• Instructions to follow: Write out, word for word, every line in the data below from the one containing "spot the calm sea water" to the one containing "spot the large cumulus cloud", both of them included.

• Materials provided:
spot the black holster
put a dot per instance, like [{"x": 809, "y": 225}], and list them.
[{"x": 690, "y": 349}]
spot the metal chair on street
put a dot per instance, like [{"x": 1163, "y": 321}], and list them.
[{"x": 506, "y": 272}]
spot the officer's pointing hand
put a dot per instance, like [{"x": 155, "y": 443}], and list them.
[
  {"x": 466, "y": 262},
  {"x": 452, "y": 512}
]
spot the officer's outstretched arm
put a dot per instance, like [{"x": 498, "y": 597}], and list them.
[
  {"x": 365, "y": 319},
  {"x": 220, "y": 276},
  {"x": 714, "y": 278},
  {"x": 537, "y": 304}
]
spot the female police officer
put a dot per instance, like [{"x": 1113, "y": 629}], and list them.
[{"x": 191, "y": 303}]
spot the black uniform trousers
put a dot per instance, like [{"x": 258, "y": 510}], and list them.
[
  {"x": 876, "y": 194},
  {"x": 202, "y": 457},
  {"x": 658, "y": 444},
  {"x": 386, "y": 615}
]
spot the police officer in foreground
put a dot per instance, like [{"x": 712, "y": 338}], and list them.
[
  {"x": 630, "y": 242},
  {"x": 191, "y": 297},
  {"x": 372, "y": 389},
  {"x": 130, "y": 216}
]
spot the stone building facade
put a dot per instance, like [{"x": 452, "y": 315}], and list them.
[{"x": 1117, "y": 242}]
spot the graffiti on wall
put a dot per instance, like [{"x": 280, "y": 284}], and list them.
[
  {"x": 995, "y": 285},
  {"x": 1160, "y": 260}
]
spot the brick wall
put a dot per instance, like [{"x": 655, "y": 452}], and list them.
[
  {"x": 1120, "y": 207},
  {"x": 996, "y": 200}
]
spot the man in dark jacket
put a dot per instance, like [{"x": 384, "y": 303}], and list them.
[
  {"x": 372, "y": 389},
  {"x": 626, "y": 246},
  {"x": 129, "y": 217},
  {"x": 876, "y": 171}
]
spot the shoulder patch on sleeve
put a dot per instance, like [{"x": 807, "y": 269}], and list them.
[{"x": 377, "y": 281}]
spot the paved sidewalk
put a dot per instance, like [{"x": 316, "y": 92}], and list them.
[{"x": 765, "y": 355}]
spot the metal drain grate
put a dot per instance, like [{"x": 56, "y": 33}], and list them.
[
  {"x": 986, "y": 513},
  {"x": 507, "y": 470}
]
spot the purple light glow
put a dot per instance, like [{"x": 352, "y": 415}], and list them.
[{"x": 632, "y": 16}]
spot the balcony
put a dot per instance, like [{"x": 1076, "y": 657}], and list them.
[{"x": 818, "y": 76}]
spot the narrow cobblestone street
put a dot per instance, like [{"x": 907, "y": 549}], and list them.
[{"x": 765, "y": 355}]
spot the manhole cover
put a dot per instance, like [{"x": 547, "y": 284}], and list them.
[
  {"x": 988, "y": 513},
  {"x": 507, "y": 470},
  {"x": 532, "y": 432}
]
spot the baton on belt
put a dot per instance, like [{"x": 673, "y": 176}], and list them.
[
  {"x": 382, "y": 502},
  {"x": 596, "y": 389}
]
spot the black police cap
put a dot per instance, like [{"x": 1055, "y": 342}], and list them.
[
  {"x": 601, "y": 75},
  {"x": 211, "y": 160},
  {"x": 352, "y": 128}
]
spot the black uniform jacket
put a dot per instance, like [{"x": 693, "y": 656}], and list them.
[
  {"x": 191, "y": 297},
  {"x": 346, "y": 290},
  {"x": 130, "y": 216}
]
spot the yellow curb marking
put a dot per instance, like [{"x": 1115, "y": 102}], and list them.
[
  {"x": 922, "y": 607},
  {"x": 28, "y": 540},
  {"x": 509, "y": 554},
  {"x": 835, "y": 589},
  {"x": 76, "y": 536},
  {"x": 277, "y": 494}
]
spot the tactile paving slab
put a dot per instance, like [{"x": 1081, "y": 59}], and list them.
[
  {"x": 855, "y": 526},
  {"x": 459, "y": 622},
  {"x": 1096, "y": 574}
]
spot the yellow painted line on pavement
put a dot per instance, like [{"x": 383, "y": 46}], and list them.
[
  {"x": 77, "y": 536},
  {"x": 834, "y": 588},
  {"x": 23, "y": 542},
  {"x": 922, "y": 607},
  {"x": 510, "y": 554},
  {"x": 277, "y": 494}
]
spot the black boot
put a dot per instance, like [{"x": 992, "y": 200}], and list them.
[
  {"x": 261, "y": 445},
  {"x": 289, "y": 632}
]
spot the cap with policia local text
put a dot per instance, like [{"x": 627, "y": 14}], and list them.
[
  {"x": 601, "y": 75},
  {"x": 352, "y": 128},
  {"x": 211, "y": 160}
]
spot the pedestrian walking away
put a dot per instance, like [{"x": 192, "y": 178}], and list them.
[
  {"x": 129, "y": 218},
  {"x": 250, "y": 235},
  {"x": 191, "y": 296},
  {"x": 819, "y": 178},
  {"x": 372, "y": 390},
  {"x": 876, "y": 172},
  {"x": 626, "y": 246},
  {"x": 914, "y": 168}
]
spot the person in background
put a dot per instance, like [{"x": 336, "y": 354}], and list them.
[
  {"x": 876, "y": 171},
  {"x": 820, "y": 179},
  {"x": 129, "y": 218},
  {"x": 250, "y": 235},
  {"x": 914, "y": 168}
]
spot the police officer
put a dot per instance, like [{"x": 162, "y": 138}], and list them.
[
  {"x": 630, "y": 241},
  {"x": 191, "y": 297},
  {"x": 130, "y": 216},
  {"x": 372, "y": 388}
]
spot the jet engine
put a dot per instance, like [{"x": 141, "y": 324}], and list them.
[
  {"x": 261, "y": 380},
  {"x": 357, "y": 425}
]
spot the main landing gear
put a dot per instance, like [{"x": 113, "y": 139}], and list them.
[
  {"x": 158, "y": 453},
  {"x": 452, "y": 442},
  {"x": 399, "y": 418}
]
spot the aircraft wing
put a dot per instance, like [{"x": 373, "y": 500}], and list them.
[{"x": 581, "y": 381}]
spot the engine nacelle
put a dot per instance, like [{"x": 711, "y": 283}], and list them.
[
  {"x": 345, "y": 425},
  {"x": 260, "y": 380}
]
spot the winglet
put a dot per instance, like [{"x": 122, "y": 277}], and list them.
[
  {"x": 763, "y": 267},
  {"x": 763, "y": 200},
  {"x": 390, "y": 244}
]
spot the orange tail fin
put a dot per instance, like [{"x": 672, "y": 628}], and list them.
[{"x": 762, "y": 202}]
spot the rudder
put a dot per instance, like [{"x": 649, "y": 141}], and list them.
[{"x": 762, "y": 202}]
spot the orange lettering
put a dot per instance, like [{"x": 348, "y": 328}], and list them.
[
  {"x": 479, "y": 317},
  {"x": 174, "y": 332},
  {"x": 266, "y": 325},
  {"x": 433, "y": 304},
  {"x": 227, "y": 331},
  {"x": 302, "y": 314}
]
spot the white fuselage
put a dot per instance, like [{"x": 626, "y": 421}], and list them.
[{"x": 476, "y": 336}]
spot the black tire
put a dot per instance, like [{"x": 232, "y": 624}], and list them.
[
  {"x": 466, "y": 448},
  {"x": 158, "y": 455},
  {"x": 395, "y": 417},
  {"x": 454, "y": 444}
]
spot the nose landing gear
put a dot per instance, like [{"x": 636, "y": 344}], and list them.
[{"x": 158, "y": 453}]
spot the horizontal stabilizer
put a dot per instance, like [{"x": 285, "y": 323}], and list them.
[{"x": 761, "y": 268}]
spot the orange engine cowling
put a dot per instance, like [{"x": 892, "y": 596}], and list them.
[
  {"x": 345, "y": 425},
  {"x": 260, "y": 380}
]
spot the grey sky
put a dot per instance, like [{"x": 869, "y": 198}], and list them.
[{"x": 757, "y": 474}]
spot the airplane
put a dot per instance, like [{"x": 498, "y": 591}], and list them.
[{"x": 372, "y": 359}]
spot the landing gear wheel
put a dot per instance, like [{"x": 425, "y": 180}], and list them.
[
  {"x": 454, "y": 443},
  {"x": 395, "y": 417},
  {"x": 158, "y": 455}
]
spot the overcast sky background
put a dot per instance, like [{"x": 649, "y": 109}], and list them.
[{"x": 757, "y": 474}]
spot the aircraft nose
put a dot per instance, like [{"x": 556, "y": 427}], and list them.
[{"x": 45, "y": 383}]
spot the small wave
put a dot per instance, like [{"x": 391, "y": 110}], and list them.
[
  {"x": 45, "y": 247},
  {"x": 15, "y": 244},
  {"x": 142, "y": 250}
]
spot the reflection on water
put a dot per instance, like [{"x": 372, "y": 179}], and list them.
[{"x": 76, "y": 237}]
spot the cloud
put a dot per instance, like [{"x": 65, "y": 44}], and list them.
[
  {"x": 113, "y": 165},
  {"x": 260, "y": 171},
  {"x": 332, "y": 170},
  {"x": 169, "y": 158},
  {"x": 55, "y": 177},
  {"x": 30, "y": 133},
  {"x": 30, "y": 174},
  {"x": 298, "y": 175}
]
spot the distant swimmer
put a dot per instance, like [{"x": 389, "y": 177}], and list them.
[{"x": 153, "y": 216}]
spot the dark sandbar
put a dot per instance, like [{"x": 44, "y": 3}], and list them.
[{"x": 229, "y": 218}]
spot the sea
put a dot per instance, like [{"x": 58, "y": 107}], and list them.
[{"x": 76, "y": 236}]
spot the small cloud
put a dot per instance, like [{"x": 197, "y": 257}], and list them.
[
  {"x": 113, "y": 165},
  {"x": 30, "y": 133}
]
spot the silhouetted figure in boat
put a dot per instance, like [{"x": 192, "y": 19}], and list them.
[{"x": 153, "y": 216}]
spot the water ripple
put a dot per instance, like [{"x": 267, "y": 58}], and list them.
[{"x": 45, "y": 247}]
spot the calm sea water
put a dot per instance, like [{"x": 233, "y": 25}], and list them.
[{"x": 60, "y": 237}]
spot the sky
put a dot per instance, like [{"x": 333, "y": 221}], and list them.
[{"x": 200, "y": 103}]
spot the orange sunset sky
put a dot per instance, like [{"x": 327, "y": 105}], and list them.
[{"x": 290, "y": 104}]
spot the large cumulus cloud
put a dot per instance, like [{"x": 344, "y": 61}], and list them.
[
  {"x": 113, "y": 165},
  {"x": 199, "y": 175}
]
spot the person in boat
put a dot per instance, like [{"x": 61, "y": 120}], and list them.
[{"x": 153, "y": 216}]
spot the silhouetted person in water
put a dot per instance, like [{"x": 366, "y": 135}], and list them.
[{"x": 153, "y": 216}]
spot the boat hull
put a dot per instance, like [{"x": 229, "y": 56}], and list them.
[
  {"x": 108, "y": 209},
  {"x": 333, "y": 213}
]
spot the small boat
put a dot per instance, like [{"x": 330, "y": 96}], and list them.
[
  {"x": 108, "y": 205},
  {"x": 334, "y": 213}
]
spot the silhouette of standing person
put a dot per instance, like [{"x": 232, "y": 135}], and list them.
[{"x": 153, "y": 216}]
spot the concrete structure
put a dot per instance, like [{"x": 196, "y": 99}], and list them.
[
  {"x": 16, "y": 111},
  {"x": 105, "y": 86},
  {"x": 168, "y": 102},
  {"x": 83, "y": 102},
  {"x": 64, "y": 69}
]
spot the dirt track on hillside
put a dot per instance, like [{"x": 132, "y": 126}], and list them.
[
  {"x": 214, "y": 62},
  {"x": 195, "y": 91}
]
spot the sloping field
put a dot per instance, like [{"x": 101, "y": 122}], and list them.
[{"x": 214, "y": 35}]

• Answer to this task:
spot the calm sea water
put a dot per instance, like [{"x": 233, "y": 25}], and list them.
[{"x": 60, "y": 237}]
spot the sky
put a dot per instance, like [{"x": 333, "y": 221}], and list them.
[{"x": 200, "y": 103}]
spot the orange sunset sky
put a dot per instance, like [{"x": 327, "y": 105}], and list them.
[{"x": 290, "y": 104}]
spot the large cumulus cloud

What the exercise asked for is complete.